**Yazılı görev A**.
Gece sohbetini anlatan metinde rakamla yazılmış sayılar hangileri? Hepsini metinde geçtikleri sırayla yazın.
**Yazılı görev B**.
Gece sohbetini anlatan metni, son cümlesinin ardından sürdürür müsünüz?

Dilek balonu denen bir b.k var, o moda oldu.
Yak gitsin. İşaret fişeği, yolla gitsin.
Gece beraber kaldığımız çocuklar anlatıyor ki çiçek çocuklardı cidden, muazzam insanlardı hepsi, beni de eklediler, buradan sevgi – saygı sunuyorum onlara. 1993 doğumlu birine saygı sunacağım aklımın ucundan geçmezdi fakat Haliç Üniversitesi Elektrik – Elektronik Mühendisliği okuyan Ozan; eleman cidden hak ediyor. 93’lüyüm dediği an lan dedim acaba 3 gündür uyumadım diye mi sohbet edebiliyorum bununla diye düşündüm. Sabaha kadar inanılmaz güzel sohbetler ettik. Limonata, kola içtik. Emre vardı yine aynı bölümden, keza o da muazzam çocuk.

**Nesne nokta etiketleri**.
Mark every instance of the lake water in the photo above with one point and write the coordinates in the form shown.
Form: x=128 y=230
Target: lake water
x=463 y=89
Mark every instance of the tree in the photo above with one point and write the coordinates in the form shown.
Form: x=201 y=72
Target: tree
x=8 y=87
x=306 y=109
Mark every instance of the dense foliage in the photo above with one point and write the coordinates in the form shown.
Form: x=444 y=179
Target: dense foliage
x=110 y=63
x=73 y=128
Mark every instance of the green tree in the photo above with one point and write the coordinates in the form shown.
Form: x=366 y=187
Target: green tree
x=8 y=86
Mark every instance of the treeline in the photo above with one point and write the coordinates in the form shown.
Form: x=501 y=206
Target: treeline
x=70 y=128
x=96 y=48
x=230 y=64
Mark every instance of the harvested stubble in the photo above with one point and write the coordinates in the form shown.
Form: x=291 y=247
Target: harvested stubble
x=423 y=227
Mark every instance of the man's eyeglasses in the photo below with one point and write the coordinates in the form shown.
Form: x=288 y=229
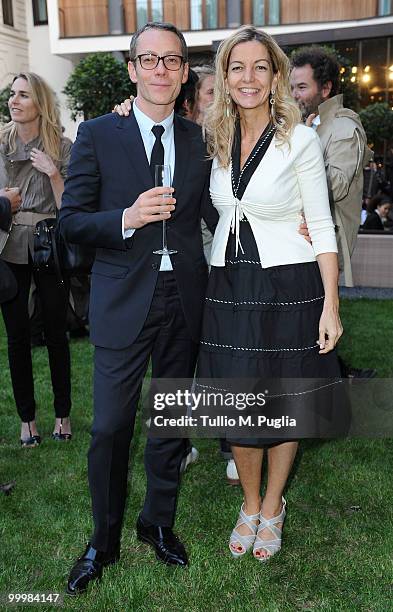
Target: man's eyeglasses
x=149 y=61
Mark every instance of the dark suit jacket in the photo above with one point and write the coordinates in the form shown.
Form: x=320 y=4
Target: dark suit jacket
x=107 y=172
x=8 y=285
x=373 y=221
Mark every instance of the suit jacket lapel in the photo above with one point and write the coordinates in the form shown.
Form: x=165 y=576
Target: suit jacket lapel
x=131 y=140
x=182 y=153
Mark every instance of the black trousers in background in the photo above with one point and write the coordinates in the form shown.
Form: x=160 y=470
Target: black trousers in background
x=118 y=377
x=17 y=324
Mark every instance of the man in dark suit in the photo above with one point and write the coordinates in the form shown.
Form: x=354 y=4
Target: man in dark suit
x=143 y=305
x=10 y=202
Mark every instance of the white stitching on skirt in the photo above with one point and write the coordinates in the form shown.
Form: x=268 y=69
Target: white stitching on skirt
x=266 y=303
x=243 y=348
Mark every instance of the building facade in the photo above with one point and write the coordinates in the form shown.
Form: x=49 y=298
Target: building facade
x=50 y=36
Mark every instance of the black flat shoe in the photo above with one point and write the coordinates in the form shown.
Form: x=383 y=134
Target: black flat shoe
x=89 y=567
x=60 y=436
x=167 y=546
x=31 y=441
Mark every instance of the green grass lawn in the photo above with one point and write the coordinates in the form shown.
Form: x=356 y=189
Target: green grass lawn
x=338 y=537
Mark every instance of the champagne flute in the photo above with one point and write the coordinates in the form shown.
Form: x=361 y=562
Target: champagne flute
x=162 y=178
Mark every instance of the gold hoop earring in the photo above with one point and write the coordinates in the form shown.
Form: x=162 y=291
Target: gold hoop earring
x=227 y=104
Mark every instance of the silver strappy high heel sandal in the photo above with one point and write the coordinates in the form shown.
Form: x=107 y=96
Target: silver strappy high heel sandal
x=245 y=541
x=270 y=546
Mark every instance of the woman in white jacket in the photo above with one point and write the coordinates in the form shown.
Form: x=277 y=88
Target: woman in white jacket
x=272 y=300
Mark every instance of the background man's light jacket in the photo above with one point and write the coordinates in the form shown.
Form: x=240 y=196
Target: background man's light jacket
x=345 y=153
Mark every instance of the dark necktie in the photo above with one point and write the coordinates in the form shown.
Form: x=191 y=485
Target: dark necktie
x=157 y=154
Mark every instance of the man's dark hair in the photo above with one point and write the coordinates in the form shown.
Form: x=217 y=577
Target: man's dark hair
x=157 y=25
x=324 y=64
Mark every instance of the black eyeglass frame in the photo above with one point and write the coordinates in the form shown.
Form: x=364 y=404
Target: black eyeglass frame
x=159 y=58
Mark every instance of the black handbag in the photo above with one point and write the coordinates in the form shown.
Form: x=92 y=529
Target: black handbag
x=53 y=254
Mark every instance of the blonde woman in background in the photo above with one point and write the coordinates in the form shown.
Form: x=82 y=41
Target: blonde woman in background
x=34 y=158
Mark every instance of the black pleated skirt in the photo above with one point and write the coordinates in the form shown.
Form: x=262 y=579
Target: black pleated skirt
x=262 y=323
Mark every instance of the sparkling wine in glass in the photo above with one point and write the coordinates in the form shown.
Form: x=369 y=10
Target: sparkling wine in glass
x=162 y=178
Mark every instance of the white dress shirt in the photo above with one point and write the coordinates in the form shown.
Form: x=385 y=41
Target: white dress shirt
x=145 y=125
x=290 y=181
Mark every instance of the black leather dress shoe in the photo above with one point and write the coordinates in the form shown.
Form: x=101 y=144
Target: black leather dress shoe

**Doğru cevap A**.
1993, 93, 3

**Doğru cevap B**.
Ne diyordum, dilek balonu. Ozan anlattı; elemana demişler ki; hocam, rüzgar da yok, atma parkın içinde. Ama dana dinlememiş, parkın içinden dilek balonu göndermiş. O da ağaca takılmış, yakmış ağacın dallarını. Az kalsın ağaç yanıyormuş, parkın Divan Otel çıkışına gidip bakın. E şimdi biz ne yapalım bu tiplere?

Park düşüyor. Park işi sadece laylaya vurdu. Gece 2’den sonra zor yürüyor insanlar alkolden.
Hiç bir şey kazanmadığımız halde kazandık havalarına girdik.
İşin kötüsü kazandık havasından bile sıkıldık artık. O bile bitiyor.
Gezi düşüyor. Gezi bir tane bile olası bir istek belirtmeden dağılmak üzere.

İy şeyler yok mu?
Az da olsa var.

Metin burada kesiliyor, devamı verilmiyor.